(Beginning of EXERCISE PASSAGE)

Neverhood9: Really? Half? This is news to me...

About three-in-four gay men have tried anal sex (one side or the other), but only about 55% or so do so regularly (within the last year). Being gay and not terribly liking buttsex is not uncommon, anyway.



Seems if I were a gay man I would feel the same about this as a girl who doesn't do oral.
2013-01-04 11:27:53 AM  
1 votes:
He's a "porn star" the same way half the girls in junior high were in 1998. Like how wearing a Flash t-shirt makes you the fastest man alive.

/I don't think that came out right.
2013-01-04 11:19:40 AM  
1 votes:
Sounds like he's doing gay all wrong.
2013-01-04 11:08:19 AM  
1 votes:
It's pretty easy to tell who is easily deluded, twisted by the world.

This guy in TFA is example #1. I used to be surprised and amazed by these people, and intrigued by how they came to be who they are. Now, I just thank my lucky stars I'm nothing like them. I would ignore them, if they were weren't so dangerous to OTHER easily deluded people.

(End of EXERCISE PASSAGE)
(Beginning of DATASET CONTENT)

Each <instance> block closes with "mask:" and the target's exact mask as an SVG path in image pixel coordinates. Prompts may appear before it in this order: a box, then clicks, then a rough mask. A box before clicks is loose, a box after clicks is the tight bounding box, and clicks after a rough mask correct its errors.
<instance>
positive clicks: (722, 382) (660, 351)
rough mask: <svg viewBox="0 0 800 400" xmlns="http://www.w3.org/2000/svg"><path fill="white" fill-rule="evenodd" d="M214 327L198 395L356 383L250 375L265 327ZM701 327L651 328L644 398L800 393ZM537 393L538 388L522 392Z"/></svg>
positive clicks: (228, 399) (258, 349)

(End of DATASET CONTENT)
(Beginning of DATASET CONTENT)

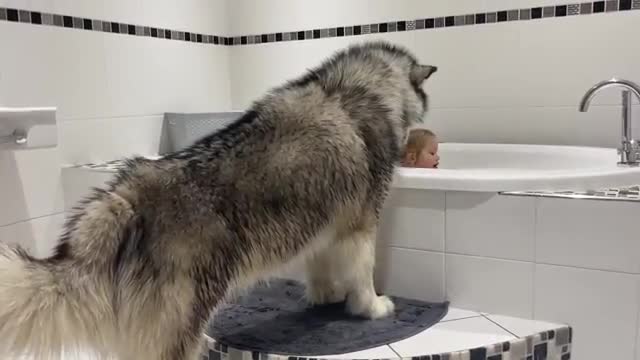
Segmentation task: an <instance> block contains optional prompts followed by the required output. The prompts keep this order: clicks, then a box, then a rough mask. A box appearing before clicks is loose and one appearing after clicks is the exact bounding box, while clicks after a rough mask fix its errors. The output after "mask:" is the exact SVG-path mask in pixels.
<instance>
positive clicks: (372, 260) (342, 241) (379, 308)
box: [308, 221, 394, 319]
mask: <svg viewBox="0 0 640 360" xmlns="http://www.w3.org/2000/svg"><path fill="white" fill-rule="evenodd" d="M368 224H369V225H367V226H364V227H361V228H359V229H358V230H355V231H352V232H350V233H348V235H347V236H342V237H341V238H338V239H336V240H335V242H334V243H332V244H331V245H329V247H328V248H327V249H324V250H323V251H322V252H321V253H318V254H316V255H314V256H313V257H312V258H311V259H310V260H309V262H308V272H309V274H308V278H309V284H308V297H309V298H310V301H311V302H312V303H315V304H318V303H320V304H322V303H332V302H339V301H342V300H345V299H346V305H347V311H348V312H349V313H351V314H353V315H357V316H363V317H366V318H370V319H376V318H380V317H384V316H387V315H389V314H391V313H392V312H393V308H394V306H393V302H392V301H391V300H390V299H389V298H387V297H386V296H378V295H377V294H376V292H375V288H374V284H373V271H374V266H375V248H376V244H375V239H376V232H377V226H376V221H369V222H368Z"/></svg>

(End of DATASET CONTENT)

◆ **DIRECTIONS**
1. Reproduce part of the forum comments word for word, beginning at "Seems if I were" and stopping after "fastest man alive.".
2. Proceed with the forum comments, picking up after their final sentence.

◆ **ANSWER SECTION**
1.
Seems if I were a gay man I would feel the same about this as a girl who doesn't do oral.
2013-01-04 11:27:53 AM  
1 votes:
He's a "porn star" the same way half the girls in junior high were in 1998. Like how wearing a Flash t-shirt makes you the fastest man alive.

2.
2013-01-04 10:44:50 AM  
1 votes:

steamingpile: ObscureNameHere: natas6.0: Recently introduced to a guy, London
who also does teh ghey pron
he says he's straight, the movies say otherwise.
I don't get the gay fer pay stuff. If you enjoy a flounder and some box, yer bi.
Nothing wrong with it.

My lass really likes the vid of two ts seduction gals lacing into him.
and I dig anything that makes her sassy

That post seems to be in English, yet, remains largely incomprehensible.

Makes sense, gay guys denying the fact they're gay.

Saw a documentary about the porn industry which had gay porn with self described "straight" men, the GF and I agreed that if you take, receive, suck then at the least you're BI. But all these guys insisted they're 100% straight and only doing it for the money, what's even weirder their GFs were on the set saying the same thing.


Pfft. I've seen Tom Cruise kiss lots of women in movies. He ain't foolin me

/acting!
2013-01-04 10:13:00 AM  
1 votes:

soakitincider: anal sex is filthy


Not if you clean yourself out first.
2013-01-04 10:12:19 AM  
1 votes:

Devolving_Spud: What does a slutty gym sock give birth to? I need to know how to set up the nursery room.


i6.photobucket.com
2013-01-04 10:06:20 AM  
1 votes:

Transpogue: So what do us queer girls who take it in the butt from their gf's strap-on give birth to?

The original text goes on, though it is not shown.